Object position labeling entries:
═══

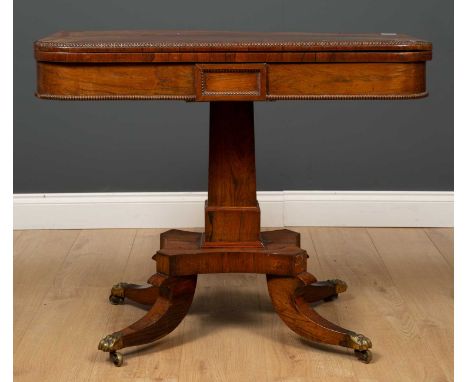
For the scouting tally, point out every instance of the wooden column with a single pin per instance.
(232, 214)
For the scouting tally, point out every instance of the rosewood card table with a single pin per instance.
(230, 70)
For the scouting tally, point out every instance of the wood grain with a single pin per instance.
(232, 314)
(214, 66)
(442, 238)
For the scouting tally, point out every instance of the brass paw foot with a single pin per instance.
(117, 295)
(363, 355)
(111, 342)
(358, 342)
(116, 358)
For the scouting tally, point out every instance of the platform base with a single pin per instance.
(172, 288)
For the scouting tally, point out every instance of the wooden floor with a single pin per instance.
(400, 295)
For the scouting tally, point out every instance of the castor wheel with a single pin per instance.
(116, 300)
(116, 358)
(330, 298)
(363, 355)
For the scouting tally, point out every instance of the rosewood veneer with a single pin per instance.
(230, 70)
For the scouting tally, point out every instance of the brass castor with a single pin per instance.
(116, 358)
(363, 355)
(330, 298)
(116, 300)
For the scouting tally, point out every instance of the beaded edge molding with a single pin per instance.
(114, 97)
(162, 44)
(268, 97)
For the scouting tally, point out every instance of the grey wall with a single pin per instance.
(163, 146)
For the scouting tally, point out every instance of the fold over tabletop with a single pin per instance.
(210, 65)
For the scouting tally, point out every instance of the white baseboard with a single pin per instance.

═══

Your goal
Can you rewrite all of the records above with "scouting tally" renamed to "survey count" everywhere, keeping everything else unchanged and leaving the pictures out?

Full answer
For the survey count, point out every instance of the wooden column with a single pin per instance.
(232, 214)
For the survey count, point out every instance of the rosewood card table with a single pin per instance.
(230, 70)
For the survey count, point out every instance of the wood grain with a single pin per instance.
(232, 314)
(214, 66)
(442, 238)
For the survey count, point out every instance of the brass paw foot with a single pin per instance.
(117, 295)
(363, 355)
(111, 342)
(358, 342)
(116, 358)
For the survey count, point out every instance of the platform base with a single pin per instance.
(172, 288)
For the survey count, point out every instance of the wooden floor with a single pin per instance.
(400, 295)
For the survey count, point out every instance of the castor wheel with a single pin per instance.
(116, 300)
(116, 358)
(330, 298)
(363, 355)
For the survey count, point out every instance of the rosewood veneer with a single pin per instance.
(230, 70)
For the survey count, point out every instance of the brass castor with a single pin per instance.
(116, 358)
(363, 355)
(330, 298)
(116, 300)
For the survey count, point out every instance of the beaded edge molding with a single pin per instance.
(114, 97)
(162, 44)
(268, 97)
For the survey count, point out every instance of the grey wall with a single pin per instance.
(163, 146)
For the survey count, point out every instance of the fold over tabletop with a single pin per instance.
(210, 65)
For the survey count, point out every instance of the white baseboard with a single pin per instance.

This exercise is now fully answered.